● Problem details
Render every line of the records below as a Markdown table with two columns, Row and Line, numbering the rows in order and skipping blank lines.

Some records
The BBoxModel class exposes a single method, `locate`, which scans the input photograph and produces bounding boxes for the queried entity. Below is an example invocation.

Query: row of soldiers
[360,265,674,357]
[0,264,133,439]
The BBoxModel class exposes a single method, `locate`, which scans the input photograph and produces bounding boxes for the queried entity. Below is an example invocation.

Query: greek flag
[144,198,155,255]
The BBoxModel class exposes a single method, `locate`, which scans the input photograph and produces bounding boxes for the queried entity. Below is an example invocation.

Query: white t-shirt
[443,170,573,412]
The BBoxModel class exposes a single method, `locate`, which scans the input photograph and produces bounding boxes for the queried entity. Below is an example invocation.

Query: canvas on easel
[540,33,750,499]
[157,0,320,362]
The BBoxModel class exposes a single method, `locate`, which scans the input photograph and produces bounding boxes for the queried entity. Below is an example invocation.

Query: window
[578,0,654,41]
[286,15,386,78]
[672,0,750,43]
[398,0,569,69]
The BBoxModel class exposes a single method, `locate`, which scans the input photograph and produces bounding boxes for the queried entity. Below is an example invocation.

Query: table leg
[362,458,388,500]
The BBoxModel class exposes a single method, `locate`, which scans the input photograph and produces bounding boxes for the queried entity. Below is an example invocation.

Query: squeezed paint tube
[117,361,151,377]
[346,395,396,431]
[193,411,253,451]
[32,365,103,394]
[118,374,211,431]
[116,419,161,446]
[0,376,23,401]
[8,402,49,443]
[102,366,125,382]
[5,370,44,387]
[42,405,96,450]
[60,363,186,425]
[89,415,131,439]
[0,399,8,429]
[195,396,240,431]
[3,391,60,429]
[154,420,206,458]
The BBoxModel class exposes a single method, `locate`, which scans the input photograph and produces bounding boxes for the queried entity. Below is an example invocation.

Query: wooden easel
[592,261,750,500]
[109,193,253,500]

● Finished task
| Row | Line |
|---|---|
| 1 | The BBoxModel class exposes a single method, `locate`, which scans the input photograph and produces bounding boxes for the queried entity. Below is an example invocation. |
| 2 | Query: row of soldiers |
| 3 | [360,265,674,357] |
| 4 | [0,264,133,439] |
| 5 | The BBoxModel class exposes a single method, `locate`, which scans the input photograph and produces bounding boxes for the queried entity. Below is an example invocation. |
| 6 | Query: greek flag |
| 7 | [144,198,155,255] |
| 8 | The BBoxModel class exposes a single method, `locate`, which scans the input photograph and produces bounding boxes for the queried entity. Below is an example invocation. |
| 9 | Query: white t-shirt |
| 10 | [443,170,573,412] |
| 11 | The BBoxModel class exposes a single method, `locate`, which scans the input photograph and produces bounding boxes for the queried entity. Below is an example invocation. |
| 12 | Query: canvas on easel |
| 13 | [540,33,750,499] |
| 14 | [157,0,320,362] |
| 15 | The BBoxModel class exposes a single method, `locate`, which scans the input photograph and produces bounding boxes for the queried entity. Below is an example invocation. |
| 16 | Query: window |
| 17 | [578,0,654,41] |
| 18 | [286,15,386,78] |
| 19 | [672,0,750,43] |
| 20 | [398,0,569,69] |
| 21 | The BBoxModel class exposes a single method, `locate`, which scans the input photograph and produces bounding boxes for the queried entity. Below is an example invocation. |
| 22 | Query: table leg |
| 23 | [362,458,388,500] |
| 24 | The BBoxModel class exposes a single method, `locate`, which scans the input photograph and produces bounding boxes for the queried entity. Below is an example invocation. |
| 25 | Query: squeezed paint tube |
| 26 | [117,361,151,377] |
| 27 | [346,395,396,431] |
| 28 | [193,411,253,451] |
| 29 | [32,365,103,394] |
| 30 | [118,374,211,431] |
| 31 | [116,419,161,446] |
| 32 | [0,376,23,401] |
| 33 | [8,402,49,443] |
| 34 | [102,366,125,382] |
| 35 | [5,370,44,387] |
| 36 | [42,405,96,450] |
| 37 | [60,363,186,425] |
| 38 | [89,415,131,439] |
| 39 | [0,399,8,429] |
| 40 | [195,396,240,431] |
| 41 | [3,391,60,429] |
| 42 | [154,420,206,458] |
| 43 | The BBoxModel class exposes a single method, `locate`, which scans the input photograph and produces bounding boxes for the queried entity. Below is an example invocation. |
| 44 | Query: wooden easel |
| 45 | [592,261,750,500] |
| 46 | [109,193,253,500] |